### Data for this exercise

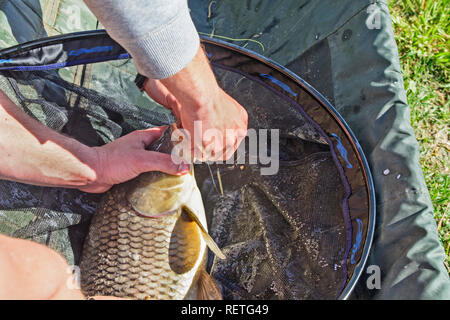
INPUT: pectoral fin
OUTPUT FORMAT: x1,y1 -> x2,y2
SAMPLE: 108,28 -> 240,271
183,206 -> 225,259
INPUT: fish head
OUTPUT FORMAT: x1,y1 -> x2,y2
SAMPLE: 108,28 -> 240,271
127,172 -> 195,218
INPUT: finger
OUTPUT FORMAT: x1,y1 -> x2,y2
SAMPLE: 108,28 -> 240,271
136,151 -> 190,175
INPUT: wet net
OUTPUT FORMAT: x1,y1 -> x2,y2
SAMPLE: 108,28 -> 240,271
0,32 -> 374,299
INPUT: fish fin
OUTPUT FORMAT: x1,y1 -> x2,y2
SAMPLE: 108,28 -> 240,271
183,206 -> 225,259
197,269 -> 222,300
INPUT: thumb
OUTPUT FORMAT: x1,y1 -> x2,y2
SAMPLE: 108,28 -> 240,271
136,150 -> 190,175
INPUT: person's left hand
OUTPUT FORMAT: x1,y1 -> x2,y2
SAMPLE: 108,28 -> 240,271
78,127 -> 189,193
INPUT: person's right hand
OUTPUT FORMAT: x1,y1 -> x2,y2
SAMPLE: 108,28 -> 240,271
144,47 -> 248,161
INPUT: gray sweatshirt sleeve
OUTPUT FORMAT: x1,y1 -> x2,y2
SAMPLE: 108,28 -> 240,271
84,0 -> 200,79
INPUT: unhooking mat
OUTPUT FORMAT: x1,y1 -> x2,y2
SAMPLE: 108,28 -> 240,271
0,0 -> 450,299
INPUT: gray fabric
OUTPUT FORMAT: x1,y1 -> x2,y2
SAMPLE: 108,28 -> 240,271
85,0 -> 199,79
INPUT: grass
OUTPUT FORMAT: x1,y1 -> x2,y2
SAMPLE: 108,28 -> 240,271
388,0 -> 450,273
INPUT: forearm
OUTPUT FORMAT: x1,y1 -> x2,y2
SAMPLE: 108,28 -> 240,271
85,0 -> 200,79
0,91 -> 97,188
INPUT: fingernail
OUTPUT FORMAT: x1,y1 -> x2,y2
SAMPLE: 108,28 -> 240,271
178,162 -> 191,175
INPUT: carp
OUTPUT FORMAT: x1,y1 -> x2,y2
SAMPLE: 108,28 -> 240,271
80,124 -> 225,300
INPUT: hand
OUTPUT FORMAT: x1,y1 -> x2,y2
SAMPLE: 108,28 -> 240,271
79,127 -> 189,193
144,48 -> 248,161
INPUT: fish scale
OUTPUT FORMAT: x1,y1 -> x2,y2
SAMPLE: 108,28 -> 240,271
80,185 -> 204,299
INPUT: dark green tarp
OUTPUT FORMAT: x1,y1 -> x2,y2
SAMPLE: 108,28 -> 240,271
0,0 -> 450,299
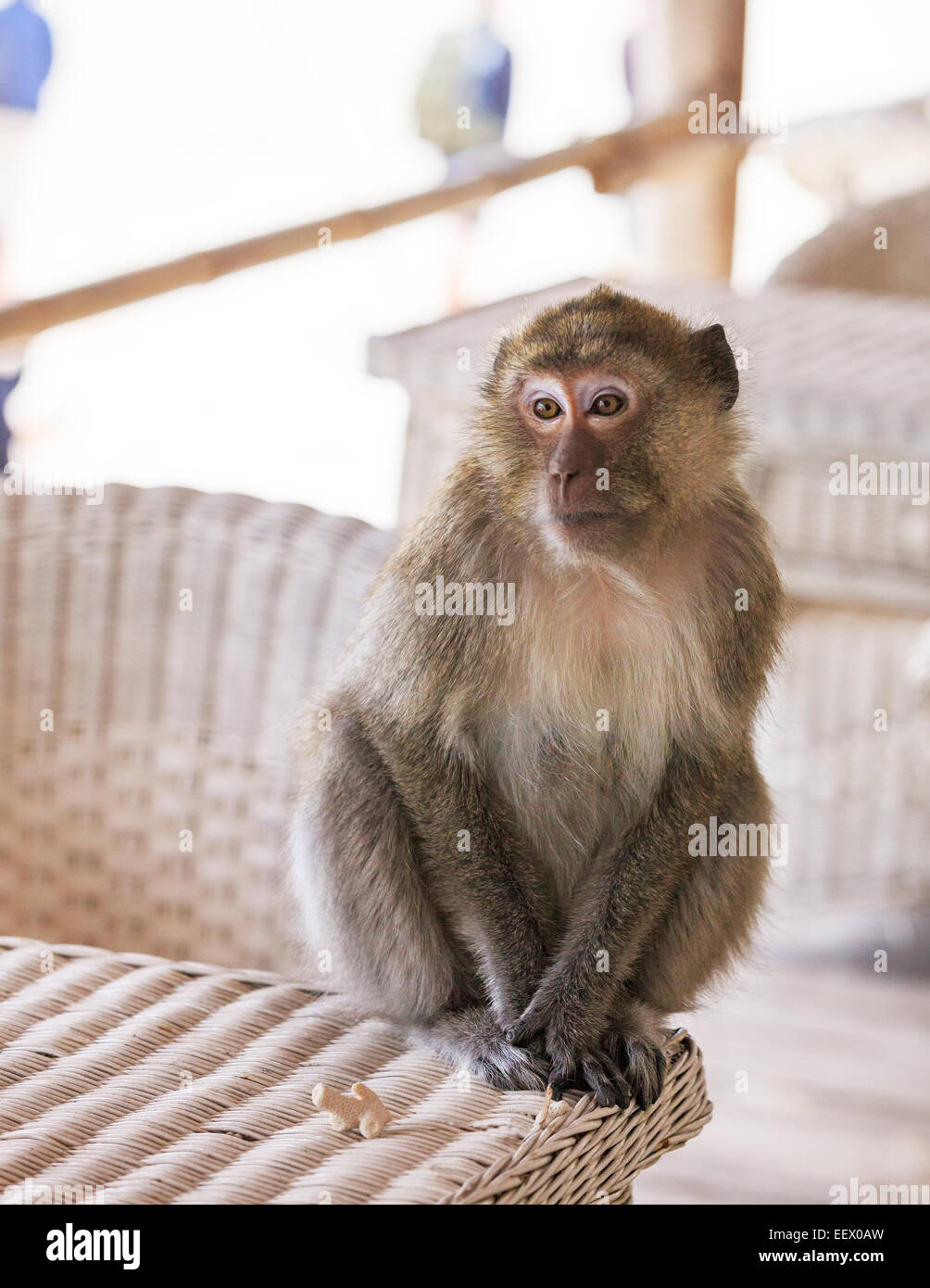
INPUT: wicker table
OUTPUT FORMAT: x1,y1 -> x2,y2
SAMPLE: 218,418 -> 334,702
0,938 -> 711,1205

### What you are asked to do
Render the whole listing above as a JSON list of strings, one string per line and no blank lines. Leave the pictures out.

### Solution for this exercise
[
  "INPUT: pectoral fin",
  "OUTPUT FORMAT: x1,y1 -> x2,y2",
  "SAMPLE: 108,28 -> 240,271",
  "183,206 -> 225,259",
  "INPUT: fish head",
  "OUTPUT FORMAT: x1,y1 -> x2,y2",
  "SAMPLE: 108,28 -> 240,271",
  "127,172 -> 195,218",
  "INPUT: finger",
  "OUTPUT FORMAT: x1,y1 -> x2,y2",
  "SAMPLE: 108,28 -> 240,271",
  "136,151 -> 190,175",
  "INPUT: wet net",
  "OUTPUT FORMAT: x1,y1 -> x2,y2",
  "SAMPLE: 108,28 -> 240,271",
  "0,32 -> 374,299",
  "INPUT: fish fin",
  "OUTPUT FORMAT: x1,y1 -> x2,y2",
  "SAMPLE: 108,28 -> 240,271",
  "183,206 -> 225,259",
  "197,269 -> 222,300",
  "INPUT: thumb",
  "OUTPUT FORMAT: x1,y1 -> x2,y2",
  "SAMPLE: 108,28 -> 240,271",
  "136,150 -> 190,175",
  "INPUT: person's left hand",
  "OUTPUT FORMAT: x1,y1 -> x2,y2",
  "SAMPLE: 108,28 -> 240,271",
  "78,127 -> 189,193",
  "INPUT: person's right hand",
  "OUTPUT FORMAT: x1,y1 -> x2,y2",
  "SAMPLE: 108,28 -> 240,271",
  "144,47 -> 248,161",
  "INPUT: gray sweatshirt sleeve",
  "OUTPUT FORMAT: x1,y1 -> x2,y2",
  "SAMPLE: 108,28 -> 240,271",
  "84,0 -> 200,79",
  "INPUT: unhooking mat",
  "OUTPUT FORMAT: x1,y1 -> x2,y2",
  "SAMPLE: 108,28 -> 240,271",
  "0,0 -> 450,299",
  "INPUT: gray fabric",
  "OUTPUT FORMAT: x1,y1 -> x2,y2",
  "SAMPLE: 108,28 -> 240,271",
  "85,0 -> 199,79",
  "INPUT: grass",
  "OUTPUT FORMAT: x1,y1 -> x2,y2",
  "SAMPLE: 108,28 -> 240,271",
  "388,0 -> 450,273",
  "INPUT: forearm",
  "OUTPUT FORMAT: x1,y1 -> x2,y2",
  "SAMPLE: 108,28 -> 240,271",
  "85,0 -> 200,79",
  "0,91 -> 97,188",
  "INPUT: fingernail",
  "OUTPUT FORMAT: x1,y1 -> x2,y2",
  "SAMPLE: 108,28 -> 240,271",
  "178,162 -> 191,175",
  "INPUT: carp",
  "OUTPUT FORMAT: x1,y1 -> x2,y2",
  "SAMPLE: 108,28 -> 240,271",
  "80,124 -> 225,300",
  "INPUT: hand",
  "OUTPUT FORMAT: x1,y1 -> x2,y2",
  "SAMPLE: 108,28 -> 240,271",
  "79,127 -> 189,193",
  "144,48 -> 248,161",
  "INPUT: fish scale",
  "OUTPUT FORMAT: x1,y1 -> x2,y2",
  "SAMPLE: 108,28 -> 240,271",
  "80,185 -> 204,299",
  "INPUT: dark green tarp",
  "OUTPUT FORMAT: x1,y1 -> x2,y2",
  "SAMPLE: 108,28 -> 240,271",
  "0,0 -> 450,299",
  "INPUT: wicker table",
  "OUTPUT FORMAT: x1,y1 -> x2,y2",
  "SAMPLE: 218,418 -> 334,702",
  "0,938 -> 711,1205"
]